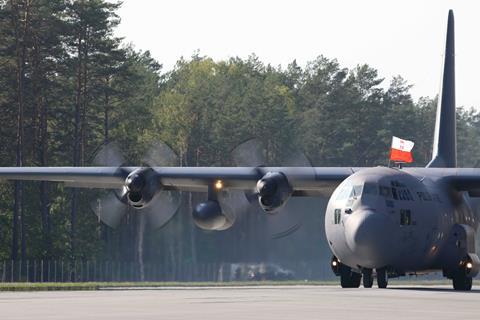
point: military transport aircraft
(380, 221)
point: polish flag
(401, 150)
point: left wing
(153, 189)
(302, 179)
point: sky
(404, 38)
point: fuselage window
(385, 191)
(405, 217)
(436, 197)
(337, 216)
(425, 196)
(409, 195)
(394, 193)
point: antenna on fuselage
(444, 143)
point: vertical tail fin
(445, 140)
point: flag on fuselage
(401, 150)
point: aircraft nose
(368, 236)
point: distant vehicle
(382, 221)
(254, 272)
(272, 272)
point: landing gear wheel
(367, 278)
(348, 278)
(382, 278)
(461, 282)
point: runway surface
(309, 302)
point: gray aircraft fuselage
(400, 219)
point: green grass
(79, 286)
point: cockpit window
(356, 191)
(344, 193)
(370, 188)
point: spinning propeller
(142, 190)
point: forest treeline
(68, 86)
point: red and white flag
(401, 150)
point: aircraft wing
(304, 180)
(463, 179)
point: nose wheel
(367, 278)
(349, 278)
(382, 278)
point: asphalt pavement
(301, 302)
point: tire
(348, 278)
(367, 278)
(461, 282)
(382, 278)
(356, 279)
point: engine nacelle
(273, 191)
(141, 186)
(209, 216)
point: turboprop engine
(273, 191)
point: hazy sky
(396, 37)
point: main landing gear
(462, 278)
(352, 279)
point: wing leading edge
(304, 180)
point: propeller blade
(165, 204)
(162, 209)
(252, 153)
(109, 209)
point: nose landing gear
(349, 278)
(367, 278)
(382, 278)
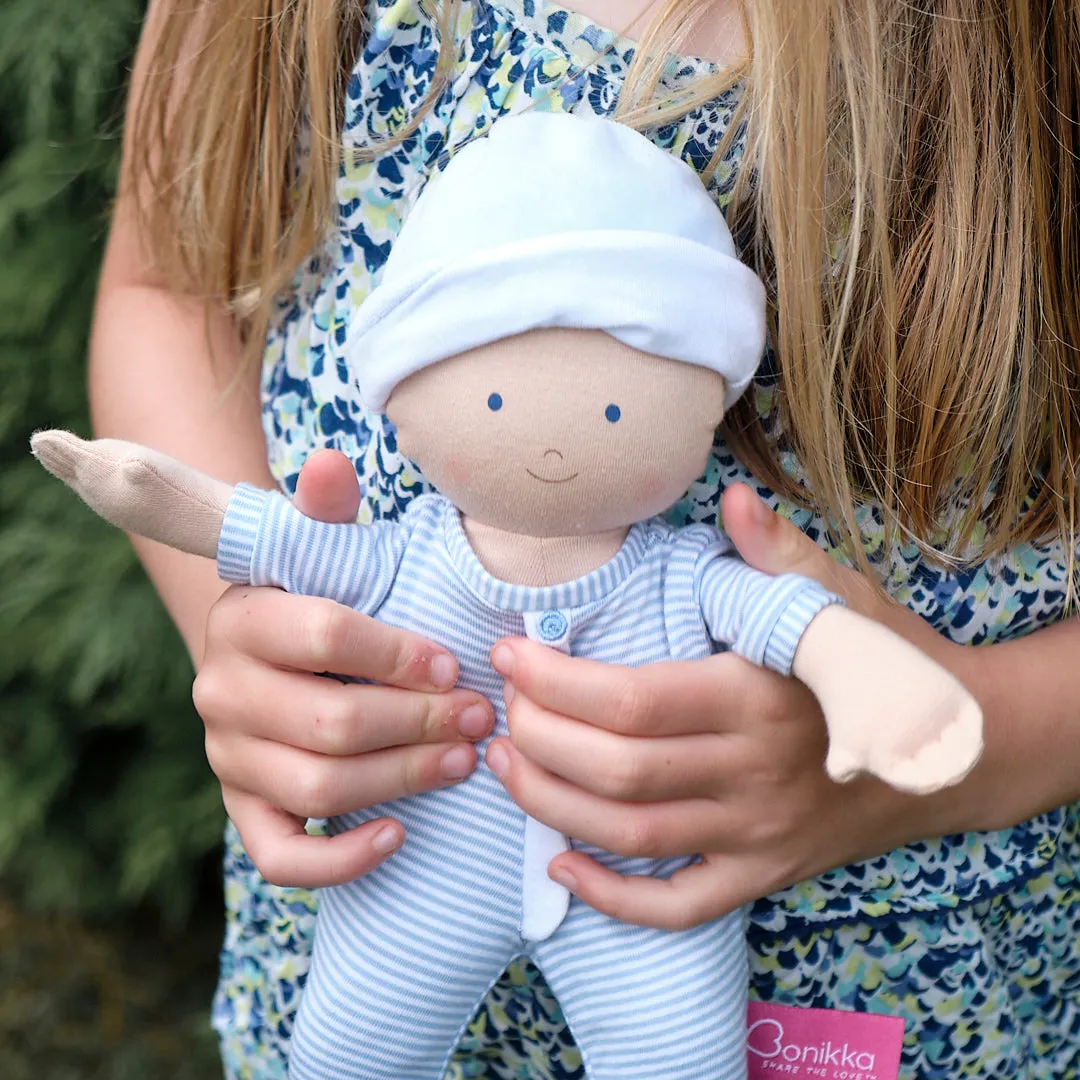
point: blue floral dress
(973, 940)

**Work required**: Could you repeat word for word only the lines from the one that contains "point: aircraft nose" through the end of the listing, leaving out the pictures?

**Response below**:
point: aircraft nose
(368, 236)
point: distant vehicle
(382, 221)
(254, 272)
(272, 272)
point: landing gear wheel
(367, 278)
(348, 278)
(382, 278)
(461, 282)
point: runway surface
(309, 302)
point: gray aircraft fuselage
(400, 219)
point: green grass
(79, 286)
point: cockpit window
(356, 191)
(344, 193)
(370, 188)
point: spinning propeller
(142, 190)
point: forest treeline
(68, 86)
point: red and white flag
(401, 150)
point: aircraft wing
(304, 180)
(463, 179)
point: nose wheel
(367, 278)
(349, 278)
(382, 278)
point: asphalt pavement
(301, 302)
point: tire
(348, 278)
(367, 278)
(461, 282)
(382, 278)
(356, 279)
point: engine nacelle
(273, 191)
(141, 186)
(209, 216)
point: turboprop engine
(273, 191)
point: hazy sky
(396, 37)
point: main landing gear
(462, 278)
(352, 279)
point: wing leading edge
(304, 180)
point: propeller blade
(165, 204)
(162, 209)
(252, 153)
(109, 209)
point: nose landing gear
(349, 278)
(367, 278)
(382, 278)
point: blue floral dress
(973, 940)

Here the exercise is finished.